++++ Records provided
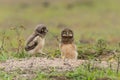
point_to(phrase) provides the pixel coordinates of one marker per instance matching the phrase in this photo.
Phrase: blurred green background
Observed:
(89, 19)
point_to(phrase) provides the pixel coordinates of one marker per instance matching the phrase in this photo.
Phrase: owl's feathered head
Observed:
(67, 36)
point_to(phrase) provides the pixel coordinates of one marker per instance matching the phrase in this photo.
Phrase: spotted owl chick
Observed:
(36, 41)
(67, 45)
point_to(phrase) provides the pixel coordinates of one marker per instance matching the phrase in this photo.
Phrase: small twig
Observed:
(118, 59)
(3, 41)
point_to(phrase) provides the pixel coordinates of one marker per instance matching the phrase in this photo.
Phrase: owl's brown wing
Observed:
(31, 43)
(31, 46)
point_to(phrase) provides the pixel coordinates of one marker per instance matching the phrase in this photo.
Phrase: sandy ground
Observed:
(29, 65)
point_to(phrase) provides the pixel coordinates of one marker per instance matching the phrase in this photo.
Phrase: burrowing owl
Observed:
(67, 46)
(36, 41)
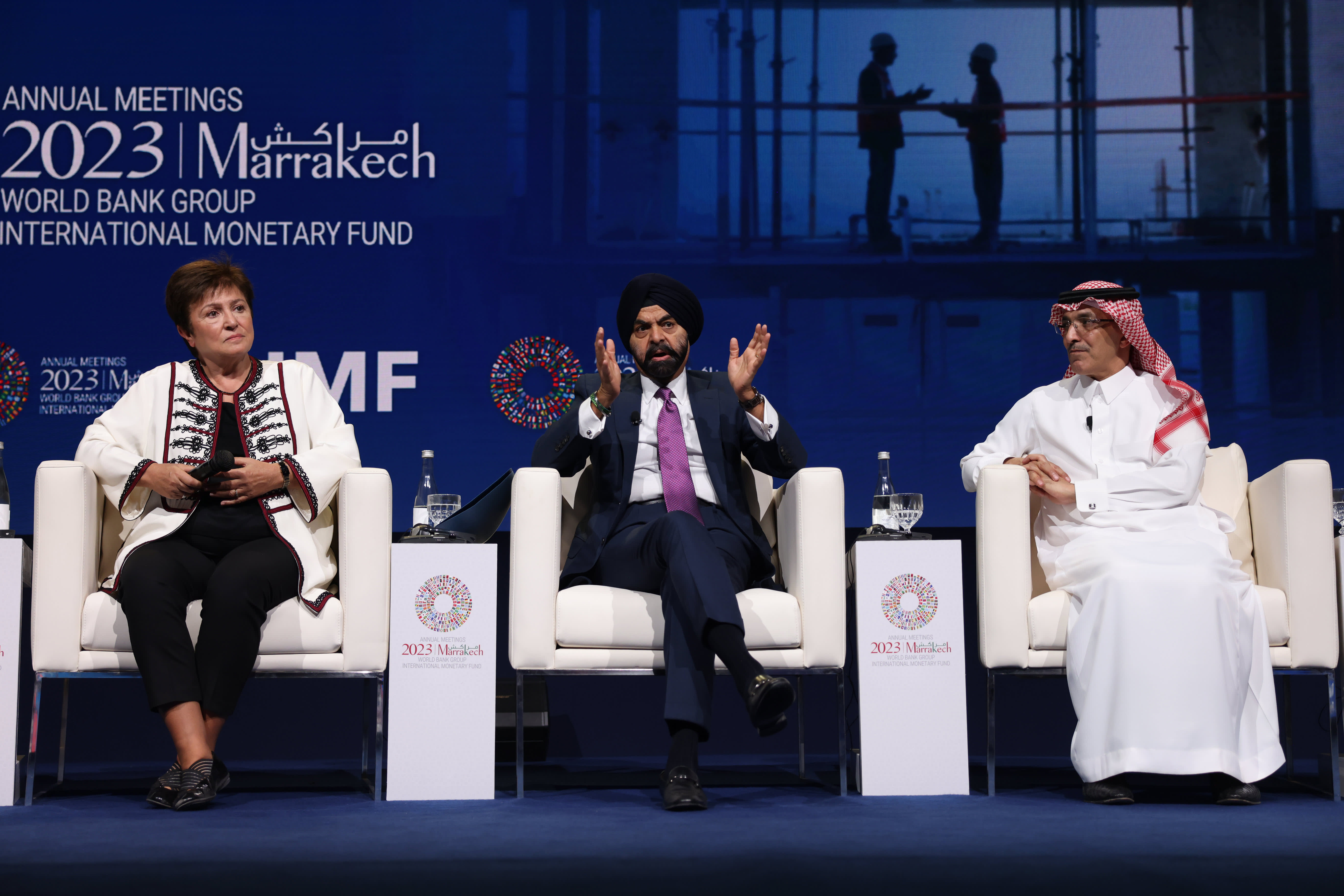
++++++++
Your assignment:
For this exercise, please reproduce the records above exactly and drop the images.

Problem solution:
point_to(phrase) provides the pixel coordinates of one marker per instance matching the phrase in this photo.
Phrase: blurred green background
Observed:
(89, 19)
point_to(phrase) provides the pixel coordinates of one marker per instance matching the phrase in this photo.
Phrase: owl's feathered head
Observed:
(67, 36)
point_to(phrase) provides the pixel coordinates of one marker per instance matching the phrase in this photo.
Phrase: spotted owl chick
Observed:
(36, 41)
(67, 45)
point_to(phrase) provides the pixel coordinates of one marker per instance matching the phrase in this photo.
Phrase: small twig
Observed:
(118, 59)
(3, 41)
point_to(phrase) provides the pixel coordinates of one marker per instance matching the phrase in this photo.
Phrase: owl's brown wing
Observed:
(31, 43)
(31, 46)
point_to(phrase) provides the pixel coordinates of one marker per instance matching the phrase in this photo.
Phrase: sandy ground
Observed:
(29, 65)
point_to(phrase) provides the pixel coordinates of one marker per instance matching the phrase in this photo.
Phrase: burrowing owl
Observed:
(67, 46)
(36, 41)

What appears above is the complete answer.